EXERCISE DIRECTIONS = Lines before the one containing "Keypoint placement: for each instance of the teal" are excluded; reproduce that line and all lines after it in the entries below, exactly.

[Start RECORDS PROVIDED]

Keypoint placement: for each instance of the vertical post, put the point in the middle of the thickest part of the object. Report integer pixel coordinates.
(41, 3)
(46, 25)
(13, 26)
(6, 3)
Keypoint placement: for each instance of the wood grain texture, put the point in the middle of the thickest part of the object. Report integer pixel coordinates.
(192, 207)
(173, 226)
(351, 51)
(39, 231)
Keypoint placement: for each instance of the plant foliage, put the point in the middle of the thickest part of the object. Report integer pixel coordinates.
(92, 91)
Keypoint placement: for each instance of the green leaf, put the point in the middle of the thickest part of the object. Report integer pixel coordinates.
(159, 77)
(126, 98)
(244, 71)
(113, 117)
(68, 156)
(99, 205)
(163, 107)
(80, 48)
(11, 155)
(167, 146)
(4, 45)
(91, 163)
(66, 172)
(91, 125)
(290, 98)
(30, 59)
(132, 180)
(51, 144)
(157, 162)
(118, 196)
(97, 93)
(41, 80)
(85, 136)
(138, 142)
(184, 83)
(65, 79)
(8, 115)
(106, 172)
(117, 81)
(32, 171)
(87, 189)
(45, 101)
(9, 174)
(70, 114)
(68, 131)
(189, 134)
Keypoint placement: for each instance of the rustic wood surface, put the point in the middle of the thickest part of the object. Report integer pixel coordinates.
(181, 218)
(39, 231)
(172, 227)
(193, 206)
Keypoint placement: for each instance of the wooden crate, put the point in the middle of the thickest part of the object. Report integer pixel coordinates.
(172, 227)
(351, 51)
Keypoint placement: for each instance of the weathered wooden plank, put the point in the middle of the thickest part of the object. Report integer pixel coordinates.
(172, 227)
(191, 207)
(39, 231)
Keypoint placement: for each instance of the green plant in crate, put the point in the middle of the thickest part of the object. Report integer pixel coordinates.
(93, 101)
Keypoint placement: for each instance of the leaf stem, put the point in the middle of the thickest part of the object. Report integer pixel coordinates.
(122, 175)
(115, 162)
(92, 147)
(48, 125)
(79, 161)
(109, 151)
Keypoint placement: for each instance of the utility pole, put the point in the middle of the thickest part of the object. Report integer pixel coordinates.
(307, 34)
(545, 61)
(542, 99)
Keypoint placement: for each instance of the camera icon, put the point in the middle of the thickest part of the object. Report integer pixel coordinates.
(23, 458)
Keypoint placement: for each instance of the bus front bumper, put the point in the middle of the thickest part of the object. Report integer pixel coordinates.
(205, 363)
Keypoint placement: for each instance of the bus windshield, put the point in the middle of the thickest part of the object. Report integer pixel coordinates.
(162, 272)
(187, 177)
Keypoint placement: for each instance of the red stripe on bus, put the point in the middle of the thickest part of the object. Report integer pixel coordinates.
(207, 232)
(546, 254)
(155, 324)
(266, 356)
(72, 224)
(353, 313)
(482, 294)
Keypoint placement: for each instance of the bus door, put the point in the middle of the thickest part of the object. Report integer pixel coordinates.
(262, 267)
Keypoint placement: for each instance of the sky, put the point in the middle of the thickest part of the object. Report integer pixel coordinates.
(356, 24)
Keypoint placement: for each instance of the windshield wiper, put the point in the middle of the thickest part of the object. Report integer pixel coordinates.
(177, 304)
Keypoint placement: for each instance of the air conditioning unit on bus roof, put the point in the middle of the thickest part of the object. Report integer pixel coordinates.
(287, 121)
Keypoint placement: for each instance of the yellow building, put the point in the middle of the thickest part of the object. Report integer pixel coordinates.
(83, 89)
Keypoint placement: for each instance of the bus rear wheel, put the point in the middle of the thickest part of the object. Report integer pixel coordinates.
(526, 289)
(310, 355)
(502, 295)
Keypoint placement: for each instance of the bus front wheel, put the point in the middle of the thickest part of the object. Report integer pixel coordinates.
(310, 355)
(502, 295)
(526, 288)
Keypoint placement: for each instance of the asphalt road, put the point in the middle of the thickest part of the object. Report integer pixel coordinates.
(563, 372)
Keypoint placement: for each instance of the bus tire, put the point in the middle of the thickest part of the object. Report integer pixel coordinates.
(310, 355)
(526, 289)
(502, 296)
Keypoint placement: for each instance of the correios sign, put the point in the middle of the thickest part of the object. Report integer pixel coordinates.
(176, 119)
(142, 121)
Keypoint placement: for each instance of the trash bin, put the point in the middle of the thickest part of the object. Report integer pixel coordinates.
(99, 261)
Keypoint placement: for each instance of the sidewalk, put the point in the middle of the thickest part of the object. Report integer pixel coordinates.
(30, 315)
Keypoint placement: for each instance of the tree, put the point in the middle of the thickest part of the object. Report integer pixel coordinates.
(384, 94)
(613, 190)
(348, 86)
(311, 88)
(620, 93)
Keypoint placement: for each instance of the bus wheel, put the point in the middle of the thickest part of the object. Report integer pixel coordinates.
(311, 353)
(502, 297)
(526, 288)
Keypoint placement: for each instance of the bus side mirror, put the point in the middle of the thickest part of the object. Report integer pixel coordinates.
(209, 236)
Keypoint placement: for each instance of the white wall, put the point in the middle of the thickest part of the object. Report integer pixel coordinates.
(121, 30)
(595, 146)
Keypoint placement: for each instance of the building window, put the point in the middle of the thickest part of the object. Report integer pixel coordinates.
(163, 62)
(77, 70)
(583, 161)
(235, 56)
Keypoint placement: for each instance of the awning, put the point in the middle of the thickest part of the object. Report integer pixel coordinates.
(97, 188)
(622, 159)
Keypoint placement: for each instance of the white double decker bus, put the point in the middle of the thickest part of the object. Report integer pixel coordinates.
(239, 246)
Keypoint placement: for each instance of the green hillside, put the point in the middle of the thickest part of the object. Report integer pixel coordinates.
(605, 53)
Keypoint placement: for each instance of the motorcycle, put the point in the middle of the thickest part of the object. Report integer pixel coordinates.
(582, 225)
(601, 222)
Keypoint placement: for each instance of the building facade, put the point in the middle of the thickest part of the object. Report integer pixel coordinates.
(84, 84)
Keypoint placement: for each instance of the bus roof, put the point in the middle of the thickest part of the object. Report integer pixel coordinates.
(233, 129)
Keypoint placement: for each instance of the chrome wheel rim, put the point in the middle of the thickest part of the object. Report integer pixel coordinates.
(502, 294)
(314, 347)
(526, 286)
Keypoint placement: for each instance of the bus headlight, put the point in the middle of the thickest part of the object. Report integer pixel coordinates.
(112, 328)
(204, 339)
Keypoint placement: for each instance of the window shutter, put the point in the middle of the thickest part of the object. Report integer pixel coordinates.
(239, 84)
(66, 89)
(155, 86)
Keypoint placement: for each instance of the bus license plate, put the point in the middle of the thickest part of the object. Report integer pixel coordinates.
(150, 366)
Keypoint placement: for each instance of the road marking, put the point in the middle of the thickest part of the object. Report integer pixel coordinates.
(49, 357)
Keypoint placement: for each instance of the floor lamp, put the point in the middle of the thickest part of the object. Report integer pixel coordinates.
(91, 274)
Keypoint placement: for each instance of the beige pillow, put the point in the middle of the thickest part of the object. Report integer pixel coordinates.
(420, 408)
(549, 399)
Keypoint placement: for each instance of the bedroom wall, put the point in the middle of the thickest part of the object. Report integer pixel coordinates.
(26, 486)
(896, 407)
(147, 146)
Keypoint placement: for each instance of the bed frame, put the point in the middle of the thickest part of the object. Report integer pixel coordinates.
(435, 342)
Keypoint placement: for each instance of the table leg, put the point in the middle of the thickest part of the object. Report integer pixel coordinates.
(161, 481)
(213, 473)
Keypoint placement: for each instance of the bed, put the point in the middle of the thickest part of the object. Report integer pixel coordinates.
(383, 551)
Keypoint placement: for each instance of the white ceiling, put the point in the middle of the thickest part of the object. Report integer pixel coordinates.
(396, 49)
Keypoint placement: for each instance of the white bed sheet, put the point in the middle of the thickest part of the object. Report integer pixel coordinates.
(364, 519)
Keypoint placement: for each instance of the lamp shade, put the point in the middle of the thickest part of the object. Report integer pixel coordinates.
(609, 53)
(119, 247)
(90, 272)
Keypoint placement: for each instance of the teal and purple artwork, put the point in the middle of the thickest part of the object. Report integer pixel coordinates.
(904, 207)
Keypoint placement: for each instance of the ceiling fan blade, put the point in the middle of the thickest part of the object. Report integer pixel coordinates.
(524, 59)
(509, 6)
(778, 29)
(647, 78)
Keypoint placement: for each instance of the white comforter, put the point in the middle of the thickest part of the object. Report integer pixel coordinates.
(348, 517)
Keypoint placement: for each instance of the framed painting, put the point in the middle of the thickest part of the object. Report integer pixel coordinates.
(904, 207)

[End RECORDS PROVIDED]

FULL SOLUTION =
Keypoint placement: for each instance of the teal and purple artwork, put the point in the middle of the thickest part of the object. Report integer pixel coordinates.
(904, 207)
Keypoint placement: for each instance of the ceiling fan blade, put the point in the middle of the thickest part of the object. Report integer pixel coordinates.
(524, 59)
(509, 6)
(778, 29)
(647, 78)
Keypoint placement: for each instance of the white comforter, put the point in the middle of the thickest part of the object. Report integer pixel coordinates.
(348, 517)
Keypoint placement: for each instance of the framed painting, put the point in the middle of the thickest part of the object. Report integer pixel coordinates.
(904, 207)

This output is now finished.